**提示テキスト:**
2021.12.19 文中の表2を差し替えました。具体的には、主な放送・配信媒体に楽天TVを追加しました。

 

 以前から、タイBLドラマのYoutubeの公式動画に採用されていた日本語字幕が消去されたり、突如ジオブロックされたり、Twitterのタイ沼界隈ではザワザワすることが度々起きています。先日も、ジオブロに関する議論が再燃していたようです。私も思うところはあるので、呟きで終わらせてしまうより、一旦ブログにまとめたほうが良いかもしれないと思い、まとめました。

 

 この記事では、大体下記の流れでお話をしたいと思います。この記事が、タイドラマの作り手や届け手の方々、タイドラマのファンの方々にとって少しでも参考になれば幸いです。しかし、これはあくまで私個人の見解であり、ドラマを作っている人たちや視聴者の総意というわけではありません。また、状況に応じてこの見解は変わる可能性があります。ですから、この記事に書いてあることを根拠に会社や個人を攻撃するようなことはしないでほしいということを、ここにお願いいたします。

 

 長いので、結論だけ読みたい方は一番下までずずいとどうぞ。

 

目次

  • 現状の放送・配信の視聴者層(半分推測)
  • タイドラマの視聴者層と行動(観測範囲内)
  • 現状のタイドラマとジオブロなどの状況
  • タイドラマにジオブロすることは、本当にタイドラマの普及・発展に繋がるか
  • 有料配信におけるタイドラマのファンサブ削除に関する考察と見解

現状の放送・配信の視聴者層

 現在、日本ではテレビ離れが叫ばれています。総務省の情報通信白書を見ると、テレビをリアルタイム視聴しているのは、10-20代だと60%台である一方、インターネットを利用しているのは90%にも上ることがわかります。40代までも、数値こそ違えども、インターネット利用の方が多いことがわかります。利用時間でいえば、テレビ<インターネットであるのは10代と20代だけですが、それでも、テレビに割く時間や人口の割合が数年で減ってきている一方でインターネット利用は増えているという傾向は明白です。

 

 もちろん、このインターネット利用のうち何パーセントがタイドラマを見るのか、というのはわかりませんが、傾向として、テレビよりもインターネットを利用する割合の方が多いということは言えます。

**データ部分:**
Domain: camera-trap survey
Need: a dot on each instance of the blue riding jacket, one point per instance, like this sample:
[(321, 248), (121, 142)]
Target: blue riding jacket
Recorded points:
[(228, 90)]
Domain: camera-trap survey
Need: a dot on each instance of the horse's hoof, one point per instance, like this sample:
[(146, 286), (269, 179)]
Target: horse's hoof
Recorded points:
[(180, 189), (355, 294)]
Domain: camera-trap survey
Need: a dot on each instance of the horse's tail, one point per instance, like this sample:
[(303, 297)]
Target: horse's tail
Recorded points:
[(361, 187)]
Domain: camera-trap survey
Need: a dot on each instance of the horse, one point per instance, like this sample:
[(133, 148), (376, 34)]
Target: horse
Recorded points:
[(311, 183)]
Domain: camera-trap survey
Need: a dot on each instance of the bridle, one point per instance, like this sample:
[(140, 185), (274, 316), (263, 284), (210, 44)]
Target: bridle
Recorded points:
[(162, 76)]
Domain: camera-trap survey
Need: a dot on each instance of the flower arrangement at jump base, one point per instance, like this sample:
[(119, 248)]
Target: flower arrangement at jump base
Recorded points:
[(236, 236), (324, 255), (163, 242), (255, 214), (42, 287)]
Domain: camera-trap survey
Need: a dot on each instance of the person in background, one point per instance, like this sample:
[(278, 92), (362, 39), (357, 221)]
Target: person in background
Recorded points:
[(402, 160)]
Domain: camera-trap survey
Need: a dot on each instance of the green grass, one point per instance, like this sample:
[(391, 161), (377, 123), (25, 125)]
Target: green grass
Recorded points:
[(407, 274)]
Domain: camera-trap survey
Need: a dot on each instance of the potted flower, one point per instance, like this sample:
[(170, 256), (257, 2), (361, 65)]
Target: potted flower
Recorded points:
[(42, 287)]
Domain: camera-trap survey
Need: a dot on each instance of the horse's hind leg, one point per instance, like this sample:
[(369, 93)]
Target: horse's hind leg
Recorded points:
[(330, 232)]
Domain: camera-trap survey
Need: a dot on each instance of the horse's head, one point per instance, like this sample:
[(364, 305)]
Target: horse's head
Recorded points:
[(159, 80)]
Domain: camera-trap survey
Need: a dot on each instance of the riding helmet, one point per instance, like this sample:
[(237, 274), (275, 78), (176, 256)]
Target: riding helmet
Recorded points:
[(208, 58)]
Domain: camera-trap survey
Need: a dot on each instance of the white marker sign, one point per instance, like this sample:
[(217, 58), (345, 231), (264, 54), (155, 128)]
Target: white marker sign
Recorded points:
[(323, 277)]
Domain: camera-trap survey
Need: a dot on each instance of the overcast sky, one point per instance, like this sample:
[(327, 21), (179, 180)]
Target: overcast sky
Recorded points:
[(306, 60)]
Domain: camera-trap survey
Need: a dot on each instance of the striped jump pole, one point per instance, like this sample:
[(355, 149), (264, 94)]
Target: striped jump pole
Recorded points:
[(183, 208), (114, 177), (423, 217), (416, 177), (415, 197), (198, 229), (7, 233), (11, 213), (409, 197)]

**課題一覧:**
a: タイドラマの配信に関する文章のうち、"2021.12.19 文中の"から"長いので、結論だけ読みたい方は一番下までずずいとどうぞ。"までを、両端も含めてそのまま複製してください。
b: タイドラマの配信に関する文章をもとに、次の問いに答えてください。
(i) 2021.12.19に表2の主な放送・配信媒体に追加されたのは何ですか。
(ii) 総務省の情報通信白書によると、10-20代でテレビをリアルタイム視聴している割合は何%台ですか。
(iii) 結論だけ読みたい人は、どこまで進むよう案内されていますか。
c: タイドラマの配信に関する文章の続きを、最後の文の後から書き足してください。

**課題ごとの回答:**
a:
2021.12.19 文中の表2を差し替えました。具体的には、主な放送・配信媒体に楽天TVを追加しました。

 

 以前から、タイBLドラマのYoutubeの公式動画に採用されていた日本語字幕が消去されたり、突如ジオブロックされたり、Twitterのタイ沼界隈ではザワザワすることが度々起きています。先日も、ジオブロに関する議論が再燃していたようです。私も思うところはあるので、呟きで終わらせてしまうより、一旦ブログにまとめたほうが良いかもしれないと思い、まとめました。

 

 この記事では、大体下記の流れでお話をしたいと思います。この記事が、タイドラマの作り手や届け手の方々、タイドラマのファンの方々にとって少しでも参考になれば幸いです。しかし、これはあくまで私個人の見解であり、ドラマを作っている人たちや視聴者の総意というわけではありません。また、状況に応じてこの見解は変わる可能性があります。ですから、この記事に書いてあることを根拠に会社や個人を攻撃するようなことはしないでほしいということを、ここにお願いいたします。

 

 長いので、結論だけ読みたい方は一番下までずずいとどうぞ。

b:
(i) 楽天TV
(ii) 60%台
(iii) 一番下まで

c:
参考:総務省 令和2年版 情報通信白書:

 

 

 これを踏まえて、下記の表2をご覧ください。(表1は話の順番の都合で後に出てきます。)現在、タイドラマが日本においてどのような放送・配信媒体で提供されているか、主なものを一覧としています。従来の形が黒枠で囲った部分で、現在日本での放送・配信でタイドラマに力を入れているところをオレンジ枠で囲っています。どこがいいとか悪いとかではなく、どういう戦略をとるのかなので、作品をどういった層にどういう目的で届けたいかに依存するでしょう。その目的などをきちんと設定して手段を選んでいるかは疑問を感じますが。

 

 たとえばLaLaTVや衛星劇場, WOWOWはCS/BSで、そこそこ力を入れて人気作を放送しています。しかし、一視聴者として、月額価格は重要です。切実です。必要な環境も重要です。残念なことに、CS/BSというのは環境依存が大きくかつ値段がかなり高いです。世帯換算にはなりますが、チャンネルの加入数のデータから見ると、日本の人口の約10%しかありません。かつ、そのうちのいったい何パーセントがタイドラマの視聴者層なのか、疑問を感じます。ただし、CS/BSは価格が高いことからも推測できる通り、比較的裕福な層が加入していることが考えられます。結果として、CS/BSでの放送に力を入れることにより、他と比べて購買行動を積極的に行う消費者にアプローチをかけやすいというメリットがあると考えられます。

 

 CS/BSと比較すると、U-NEXTが次に高価ではありますが、ここは品揃えが非常に良く、見放題作品も多数あります。ネットがあればどこでもみられるというメリットもあります。利用している割合はどれほどかわかりませんが、ここが強くなってくると、視聴者としても視聴媒体をタイドラマに限っては一本化することができます。値段は高いですが。一方で、ここはイベントなどはあまり力を入れていないようです。他に、似たようなところとしては楽天TVがあると思います。ここは品揃えはあまり豊富ではありませんが、一括購入できるところが魅力の一つです。推し作品に貢いだ!という感覚になりますね。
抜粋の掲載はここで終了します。